**WHAT TO DO**
Having read the entries, repeat all of them exactly.

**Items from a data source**
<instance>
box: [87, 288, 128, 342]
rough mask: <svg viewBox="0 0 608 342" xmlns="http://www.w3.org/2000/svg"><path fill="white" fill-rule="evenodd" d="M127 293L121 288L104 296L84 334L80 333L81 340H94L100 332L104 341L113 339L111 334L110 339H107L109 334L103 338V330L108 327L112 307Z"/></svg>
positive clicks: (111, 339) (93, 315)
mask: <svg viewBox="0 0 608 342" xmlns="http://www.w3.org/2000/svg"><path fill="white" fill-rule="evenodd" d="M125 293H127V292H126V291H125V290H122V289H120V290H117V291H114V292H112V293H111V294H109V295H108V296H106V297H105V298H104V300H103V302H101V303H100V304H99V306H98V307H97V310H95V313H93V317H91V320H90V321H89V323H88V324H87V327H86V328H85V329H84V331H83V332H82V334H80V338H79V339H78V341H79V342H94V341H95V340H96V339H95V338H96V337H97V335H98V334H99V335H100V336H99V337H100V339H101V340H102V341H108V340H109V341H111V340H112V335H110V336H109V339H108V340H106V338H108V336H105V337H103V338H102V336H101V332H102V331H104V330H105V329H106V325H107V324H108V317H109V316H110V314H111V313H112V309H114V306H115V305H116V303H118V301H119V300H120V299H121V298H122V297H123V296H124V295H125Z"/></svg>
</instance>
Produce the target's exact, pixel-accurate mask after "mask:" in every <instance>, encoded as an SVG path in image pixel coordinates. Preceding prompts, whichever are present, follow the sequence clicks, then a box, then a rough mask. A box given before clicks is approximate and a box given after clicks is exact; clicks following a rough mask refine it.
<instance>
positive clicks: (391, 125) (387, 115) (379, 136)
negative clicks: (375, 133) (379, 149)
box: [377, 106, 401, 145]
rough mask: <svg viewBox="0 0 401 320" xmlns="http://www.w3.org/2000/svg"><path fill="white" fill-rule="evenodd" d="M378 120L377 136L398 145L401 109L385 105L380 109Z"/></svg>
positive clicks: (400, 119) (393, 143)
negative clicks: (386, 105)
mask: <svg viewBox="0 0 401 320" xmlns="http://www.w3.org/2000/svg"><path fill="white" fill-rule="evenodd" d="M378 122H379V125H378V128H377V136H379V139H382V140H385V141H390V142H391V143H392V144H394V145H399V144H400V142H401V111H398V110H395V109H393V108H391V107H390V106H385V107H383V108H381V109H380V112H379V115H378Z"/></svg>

**SOLUTION TO THIS PROBLEM**
<instance>
box: [87, 288, 128, 342]
rough mask: <svg viewBox="0 0 608 342" xmlns="http://www.w3.org/2000/svg"><path fill="white" fill-rule="evenodd" d="M127 293L121 288L104 296L84 334L80 333L81 340H94L100 332L104 341L113 339L111 334L110 339H107L109 334L103 338V330L108 327L112 307Z"/></svg>
positive clicks: (111, 339) (93, 315)
mask: <svg viewBox="0 0 608 342" xmlns="http://www.w3.org/2000/svg"><path fill="white" fill-rule="evenodd" d="M125 293H127V292H126V291H125V290H122V289H120V290H117V291H114V292H112V293H111V294H109V295H108V296H106V297H105V298H104V300H103V302H101V303H100V304H99V306H98V307H97V310H95V313H93V317H91V320H90V321H89V323H88V324H87V327H86V328H85V329H84V331H83V332H82V334H80V338H79V339H78V341H79V342H94V341H95V340H96V339H95V338H96V337H97V335H98V334H99V335H100V336H99V337H100V339H101V340H102V341H108V340H109V341H111V340H112V335H110V336H109V339H108V340H106V338H108V336H105V337H103V338H102V336H101V332H102V331H104V330H105V329H106V325H107V324H108V317H109V316H110V314H111V313H112V309H114V306H115V305H116V303H118V301H119V300H120V299H121V298H122V297H123V296H124V295H125Z"/></svg>
</instance>
Produce the target's exact, pixel-accurate mask after "mask:" in every <instance>, encoded as an SVG path in image pixel coordinates. Preceding prompts, whichever are present, follow the sequence clicks, then a box, then a rough mask. A box given before clicks is approximate and a box given after clicks is exact; clicks following a rough mask refine it.
<instance>
positive clicks: (391, 125) (387, 115) (379, 136)
negative clicks: (375, 133) (379, 149)
box: [377, 106, 401, 145]
rough mask: <svg viewBox="0 0 401 320" xmlns="http://www.w3.org/2000/svg"><path fill="white" fill-rule="evenodd" d="M378 120L377 136L398 145L401 109L385 105L380 109Z"/></svg>
positive clicks: (400, 119) (393, 143)
negative clicks: (386, 105)
mask: <svg viewBox="0 0 401 320" xmlns="http://www.w3.org/2000/svg"><path fill="white" fill-rule="evenodd" d="M378 122H379V125H378V128H377V136H379V139H382V140H385V141H390V142H391V143H392V144H394V145H399V144H400V142H401V111H398V110H395V109H393V108H391V107H390V106H385V107H383V108H381V109H380V112H379V115H378Z"/></svg>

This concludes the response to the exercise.